Daniel Kahneman, Thinking, Fast and Slow (2011).
Kahneman, a Nobel laureate in Economics, summarizes his research on System 1 and
System 2 thinking and why humans should not trust their gut instincts when making
important decisions. “Daniel Kahneman demonstrates forcefully in his new book … how
easy it is for humans to swerve away from rationality.” Christopher Shea, The
Washington Post
Ben Horowitz, What You Do Is Who You Are: How to Create Your Business Culture (2020).
Horowitz, a leading venture capitalist, offers lessons from history and modern
organizational practice to help leaders build healthy, sustainable cultures. “Because
your culture is how your company makes decisions when you’re not there. It’s the set of
assumptions your employees use to resolve the problems they face every day. It’s how
they behave when no one is looking. If you don’t methodically set your culture, then
two-thirds of it will end up being accidental, and the rest will be a mistake.” From What
You Do Is Who You Are.
Susan Fowler, Whistleblower: My Journey to Silicon Valley and Fight for Justice at Uber (2020)

▸ Requirement 1
Translate this sentence from the reading list into Spanish: "It's how they behave when no one is looking."
▸ Requirement 2
Decide whether each statement agrees with the reading list. Answer yes or no and quote the deciding words. (a) Kahneman is described as a Nobel laureate in Economics. (b) Horowitz's book on business culture appeared in 2011. (c) The quoted passage on culture says that if a culture is not set methodically, half of it will end up being accidental.
The rows are separate material and have no connection to the reading list.

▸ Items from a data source
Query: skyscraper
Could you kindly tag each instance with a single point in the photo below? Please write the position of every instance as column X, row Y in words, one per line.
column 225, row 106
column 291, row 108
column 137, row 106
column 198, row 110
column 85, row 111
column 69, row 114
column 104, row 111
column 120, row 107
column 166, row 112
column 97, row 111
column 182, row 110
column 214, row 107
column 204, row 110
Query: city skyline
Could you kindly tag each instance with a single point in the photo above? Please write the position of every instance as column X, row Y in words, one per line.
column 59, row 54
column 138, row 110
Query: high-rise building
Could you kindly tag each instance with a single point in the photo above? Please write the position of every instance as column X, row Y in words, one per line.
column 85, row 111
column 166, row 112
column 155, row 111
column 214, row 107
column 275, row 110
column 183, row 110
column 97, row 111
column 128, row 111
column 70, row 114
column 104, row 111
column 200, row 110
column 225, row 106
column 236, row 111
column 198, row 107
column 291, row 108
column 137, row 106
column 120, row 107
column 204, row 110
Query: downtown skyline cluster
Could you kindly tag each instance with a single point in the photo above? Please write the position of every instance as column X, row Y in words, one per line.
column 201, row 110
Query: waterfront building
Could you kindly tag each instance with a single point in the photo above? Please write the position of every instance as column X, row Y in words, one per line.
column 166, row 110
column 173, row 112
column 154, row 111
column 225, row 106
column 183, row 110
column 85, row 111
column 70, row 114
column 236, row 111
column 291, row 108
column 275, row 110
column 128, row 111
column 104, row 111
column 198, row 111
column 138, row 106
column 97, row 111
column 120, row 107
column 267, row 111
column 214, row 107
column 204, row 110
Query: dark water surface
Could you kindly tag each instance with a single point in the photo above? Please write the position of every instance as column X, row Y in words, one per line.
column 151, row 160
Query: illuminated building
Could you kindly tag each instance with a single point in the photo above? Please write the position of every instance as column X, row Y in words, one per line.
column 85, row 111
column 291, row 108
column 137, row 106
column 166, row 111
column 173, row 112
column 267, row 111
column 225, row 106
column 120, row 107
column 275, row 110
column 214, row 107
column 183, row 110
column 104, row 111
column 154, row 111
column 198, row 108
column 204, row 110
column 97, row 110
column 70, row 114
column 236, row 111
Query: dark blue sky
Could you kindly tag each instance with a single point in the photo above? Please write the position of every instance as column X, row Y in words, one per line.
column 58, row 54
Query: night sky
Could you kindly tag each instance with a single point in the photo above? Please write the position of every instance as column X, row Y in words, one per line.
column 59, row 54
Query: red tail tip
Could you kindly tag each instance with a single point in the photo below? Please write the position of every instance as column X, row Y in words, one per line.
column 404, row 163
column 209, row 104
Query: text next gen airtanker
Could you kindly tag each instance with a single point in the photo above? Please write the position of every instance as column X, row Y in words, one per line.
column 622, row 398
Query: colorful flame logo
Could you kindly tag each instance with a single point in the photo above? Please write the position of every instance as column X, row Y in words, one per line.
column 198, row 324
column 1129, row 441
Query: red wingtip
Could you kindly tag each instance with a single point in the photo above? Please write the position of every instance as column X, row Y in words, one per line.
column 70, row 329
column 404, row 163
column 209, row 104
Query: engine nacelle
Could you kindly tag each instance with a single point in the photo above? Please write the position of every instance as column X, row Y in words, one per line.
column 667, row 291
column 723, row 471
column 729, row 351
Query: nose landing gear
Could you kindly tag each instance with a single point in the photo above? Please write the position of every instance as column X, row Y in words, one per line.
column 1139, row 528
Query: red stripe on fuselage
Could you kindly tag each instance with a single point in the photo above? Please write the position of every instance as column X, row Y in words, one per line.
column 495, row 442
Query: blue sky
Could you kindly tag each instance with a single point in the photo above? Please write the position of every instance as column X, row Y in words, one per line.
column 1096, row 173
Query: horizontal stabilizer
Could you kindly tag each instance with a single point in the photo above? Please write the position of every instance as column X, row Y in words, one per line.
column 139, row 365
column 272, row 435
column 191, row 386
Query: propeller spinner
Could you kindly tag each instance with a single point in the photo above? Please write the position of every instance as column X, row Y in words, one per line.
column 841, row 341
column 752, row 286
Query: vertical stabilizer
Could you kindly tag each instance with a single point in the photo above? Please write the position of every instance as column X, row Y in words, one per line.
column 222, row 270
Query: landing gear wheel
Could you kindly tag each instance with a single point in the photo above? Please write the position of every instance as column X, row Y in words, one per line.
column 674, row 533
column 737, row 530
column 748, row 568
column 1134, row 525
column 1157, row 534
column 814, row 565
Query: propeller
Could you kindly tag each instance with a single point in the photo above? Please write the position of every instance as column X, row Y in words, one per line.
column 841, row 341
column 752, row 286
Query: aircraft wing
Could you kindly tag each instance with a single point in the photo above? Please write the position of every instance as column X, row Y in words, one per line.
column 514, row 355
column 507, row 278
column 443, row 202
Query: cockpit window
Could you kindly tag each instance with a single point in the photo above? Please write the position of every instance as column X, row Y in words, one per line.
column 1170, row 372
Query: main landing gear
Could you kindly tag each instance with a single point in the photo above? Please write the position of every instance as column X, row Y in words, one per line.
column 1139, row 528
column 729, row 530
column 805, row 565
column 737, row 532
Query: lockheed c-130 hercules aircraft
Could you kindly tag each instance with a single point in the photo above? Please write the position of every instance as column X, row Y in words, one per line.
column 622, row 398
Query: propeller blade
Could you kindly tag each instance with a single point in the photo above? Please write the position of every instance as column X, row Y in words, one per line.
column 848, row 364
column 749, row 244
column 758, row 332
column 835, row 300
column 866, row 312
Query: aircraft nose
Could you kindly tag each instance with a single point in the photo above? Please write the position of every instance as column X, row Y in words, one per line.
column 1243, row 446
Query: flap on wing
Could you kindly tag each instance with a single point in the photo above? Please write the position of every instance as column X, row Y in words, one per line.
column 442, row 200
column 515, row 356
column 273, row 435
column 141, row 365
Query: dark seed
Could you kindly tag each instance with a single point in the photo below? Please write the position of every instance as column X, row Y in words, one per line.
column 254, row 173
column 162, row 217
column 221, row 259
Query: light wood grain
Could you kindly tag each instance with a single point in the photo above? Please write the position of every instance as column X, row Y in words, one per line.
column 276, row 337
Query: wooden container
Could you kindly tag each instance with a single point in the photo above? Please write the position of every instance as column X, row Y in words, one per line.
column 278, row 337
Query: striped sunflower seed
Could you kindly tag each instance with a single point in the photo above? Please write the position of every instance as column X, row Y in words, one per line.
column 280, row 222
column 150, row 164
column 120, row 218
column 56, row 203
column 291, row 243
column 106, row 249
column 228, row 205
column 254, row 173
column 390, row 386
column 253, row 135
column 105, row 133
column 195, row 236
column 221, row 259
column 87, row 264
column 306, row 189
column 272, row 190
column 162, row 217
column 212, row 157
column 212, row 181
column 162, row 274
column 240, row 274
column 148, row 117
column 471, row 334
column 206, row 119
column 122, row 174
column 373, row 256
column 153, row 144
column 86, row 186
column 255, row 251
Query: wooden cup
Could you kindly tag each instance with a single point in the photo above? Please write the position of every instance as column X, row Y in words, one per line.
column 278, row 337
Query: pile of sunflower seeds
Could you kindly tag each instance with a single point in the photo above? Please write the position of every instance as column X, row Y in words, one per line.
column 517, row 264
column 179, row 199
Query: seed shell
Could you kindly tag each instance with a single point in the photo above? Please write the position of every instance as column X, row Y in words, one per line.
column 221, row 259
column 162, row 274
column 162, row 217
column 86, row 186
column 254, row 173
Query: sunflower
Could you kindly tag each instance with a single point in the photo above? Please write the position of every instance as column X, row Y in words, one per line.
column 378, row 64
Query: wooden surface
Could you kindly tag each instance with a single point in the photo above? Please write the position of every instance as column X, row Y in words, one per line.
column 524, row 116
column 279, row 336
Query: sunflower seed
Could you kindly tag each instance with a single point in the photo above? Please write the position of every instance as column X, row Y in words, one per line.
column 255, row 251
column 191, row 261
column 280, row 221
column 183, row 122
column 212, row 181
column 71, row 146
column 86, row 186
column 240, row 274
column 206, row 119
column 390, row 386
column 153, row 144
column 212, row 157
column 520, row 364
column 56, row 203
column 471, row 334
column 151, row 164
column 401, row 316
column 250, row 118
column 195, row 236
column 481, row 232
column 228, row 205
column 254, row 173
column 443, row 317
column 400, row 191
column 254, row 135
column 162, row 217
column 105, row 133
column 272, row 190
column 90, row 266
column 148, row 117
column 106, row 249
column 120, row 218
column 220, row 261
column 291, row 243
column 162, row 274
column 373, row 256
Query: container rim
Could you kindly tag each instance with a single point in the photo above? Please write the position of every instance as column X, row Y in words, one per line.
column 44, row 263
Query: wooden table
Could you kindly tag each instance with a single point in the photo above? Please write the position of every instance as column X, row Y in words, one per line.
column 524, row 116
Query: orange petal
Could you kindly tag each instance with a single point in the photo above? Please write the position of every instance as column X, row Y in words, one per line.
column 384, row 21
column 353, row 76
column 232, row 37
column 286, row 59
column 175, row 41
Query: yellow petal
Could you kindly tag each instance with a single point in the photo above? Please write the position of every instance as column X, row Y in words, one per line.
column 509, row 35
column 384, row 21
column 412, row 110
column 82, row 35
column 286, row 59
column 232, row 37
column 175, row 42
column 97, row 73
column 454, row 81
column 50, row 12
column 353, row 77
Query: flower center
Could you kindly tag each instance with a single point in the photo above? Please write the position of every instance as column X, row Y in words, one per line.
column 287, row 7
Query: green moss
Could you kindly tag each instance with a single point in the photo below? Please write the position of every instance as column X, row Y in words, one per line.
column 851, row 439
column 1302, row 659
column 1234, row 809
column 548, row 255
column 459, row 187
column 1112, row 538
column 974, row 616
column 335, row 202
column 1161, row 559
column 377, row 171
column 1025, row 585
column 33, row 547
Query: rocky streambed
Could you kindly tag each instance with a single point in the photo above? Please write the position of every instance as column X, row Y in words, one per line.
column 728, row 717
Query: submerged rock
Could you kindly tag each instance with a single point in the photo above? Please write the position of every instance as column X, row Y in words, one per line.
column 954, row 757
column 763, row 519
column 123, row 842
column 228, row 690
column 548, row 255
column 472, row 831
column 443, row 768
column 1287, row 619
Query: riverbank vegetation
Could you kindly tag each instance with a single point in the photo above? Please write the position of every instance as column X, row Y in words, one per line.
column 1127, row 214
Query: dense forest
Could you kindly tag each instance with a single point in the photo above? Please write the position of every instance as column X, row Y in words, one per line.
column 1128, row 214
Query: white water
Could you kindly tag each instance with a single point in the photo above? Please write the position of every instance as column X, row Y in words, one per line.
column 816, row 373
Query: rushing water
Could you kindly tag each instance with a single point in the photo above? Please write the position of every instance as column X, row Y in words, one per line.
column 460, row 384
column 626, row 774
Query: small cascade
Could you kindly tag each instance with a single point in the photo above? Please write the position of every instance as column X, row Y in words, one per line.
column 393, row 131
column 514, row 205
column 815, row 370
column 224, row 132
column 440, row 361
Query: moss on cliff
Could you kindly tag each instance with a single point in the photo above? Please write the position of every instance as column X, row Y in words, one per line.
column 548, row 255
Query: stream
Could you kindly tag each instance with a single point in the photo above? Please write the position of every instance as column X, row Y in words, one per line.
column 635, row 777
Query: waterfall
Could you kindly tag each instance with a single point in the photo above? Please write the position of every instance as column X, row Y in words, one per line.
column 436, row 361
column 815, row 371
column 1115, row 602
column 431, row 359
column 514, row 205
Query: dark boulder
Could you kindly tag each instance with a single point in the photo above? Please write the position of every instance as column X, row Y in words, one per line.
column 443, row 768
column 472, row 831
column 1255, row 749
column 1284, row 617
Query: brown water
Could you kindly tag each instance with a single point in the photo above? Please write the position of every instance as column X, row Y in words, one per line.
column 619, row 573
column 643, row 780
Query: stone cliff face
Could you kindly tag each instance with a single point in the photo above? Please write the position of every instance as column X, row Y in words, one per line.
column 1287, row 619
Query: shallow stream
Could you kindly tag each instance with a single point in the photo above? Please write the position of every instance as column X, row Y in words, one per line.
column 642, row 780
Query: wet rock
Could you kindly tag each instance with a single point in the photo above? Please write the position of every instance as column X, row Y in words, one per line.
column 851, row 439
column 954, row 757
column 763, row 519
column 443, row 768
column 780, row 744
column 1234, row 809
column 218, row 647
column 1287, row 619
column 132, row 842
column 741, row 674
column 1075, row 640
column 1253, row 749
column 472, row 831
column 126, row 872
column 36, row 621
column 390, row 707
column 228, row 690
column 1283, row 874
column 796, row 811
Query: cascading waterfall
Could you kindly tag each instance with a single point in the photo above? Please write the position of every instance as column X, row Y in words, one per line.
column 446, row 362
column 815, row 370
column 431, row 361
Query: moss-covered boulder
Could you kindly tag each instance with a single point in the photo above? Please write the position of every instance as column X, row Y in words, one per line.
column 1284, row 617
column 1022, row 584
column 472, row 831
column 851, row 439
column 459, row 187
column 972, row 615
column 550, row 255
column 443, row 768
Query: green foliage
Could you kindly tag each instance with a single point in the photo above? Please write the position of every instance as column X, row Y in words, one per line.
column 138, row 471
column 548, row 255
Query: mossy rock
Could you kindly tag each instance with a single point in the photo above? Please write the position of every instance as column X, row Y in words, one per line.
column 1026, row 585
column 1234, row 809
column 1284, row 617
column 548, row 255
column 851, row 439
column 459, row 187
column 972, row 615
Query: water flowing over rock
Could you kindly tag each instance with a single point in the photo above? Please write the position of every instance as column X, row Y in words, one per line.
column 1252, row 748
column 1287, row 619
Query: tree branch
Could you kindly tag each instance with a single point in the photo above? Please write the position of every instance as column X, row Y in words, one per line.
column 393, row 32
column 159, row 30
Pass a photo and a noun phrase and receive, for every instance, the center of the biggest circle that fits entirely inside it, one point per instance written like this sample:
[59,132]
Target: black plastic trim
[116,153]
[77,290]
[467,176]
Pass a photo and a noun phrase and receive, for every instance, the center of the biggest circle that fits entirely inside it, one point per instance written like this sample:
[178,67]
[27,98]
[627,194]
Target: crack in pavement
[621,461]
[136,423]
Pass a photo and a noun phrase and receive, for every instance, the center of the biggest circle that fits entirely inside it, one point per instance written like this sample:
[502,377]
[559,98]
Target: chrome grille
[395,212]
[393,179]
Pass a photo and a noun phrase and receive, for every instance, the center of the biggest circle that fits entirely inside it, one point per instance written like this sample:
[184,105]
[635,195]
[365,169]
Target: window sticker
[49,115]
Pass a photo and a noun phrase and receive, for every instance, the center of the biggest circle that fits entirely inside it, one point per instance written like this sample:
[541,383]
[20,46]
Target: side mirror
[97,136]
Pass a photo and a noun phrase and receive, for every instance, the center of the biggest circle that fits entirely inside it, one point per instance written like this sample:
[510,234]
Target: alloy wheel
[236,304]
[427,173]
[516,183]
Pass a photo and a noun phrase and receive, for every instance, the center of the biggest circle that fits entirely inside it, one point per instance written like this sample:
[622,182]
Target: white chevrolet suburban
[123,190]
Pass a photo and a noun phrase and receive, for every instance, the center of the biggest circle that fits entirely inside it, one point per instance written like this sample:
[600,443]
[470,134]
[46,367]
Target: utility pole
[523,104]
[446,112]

▸ Written reply 1
Es cómo se comportan cuando nadie está mirando.

▸ Written reply 2
(a) Yes: "Kahneman, a Nobel laureate in Economics"
(b) No: "What You Do Is Who You Are: How to Create Your Business Culture (2020)"
(c) No: "two-thirds of it will end up being accidental"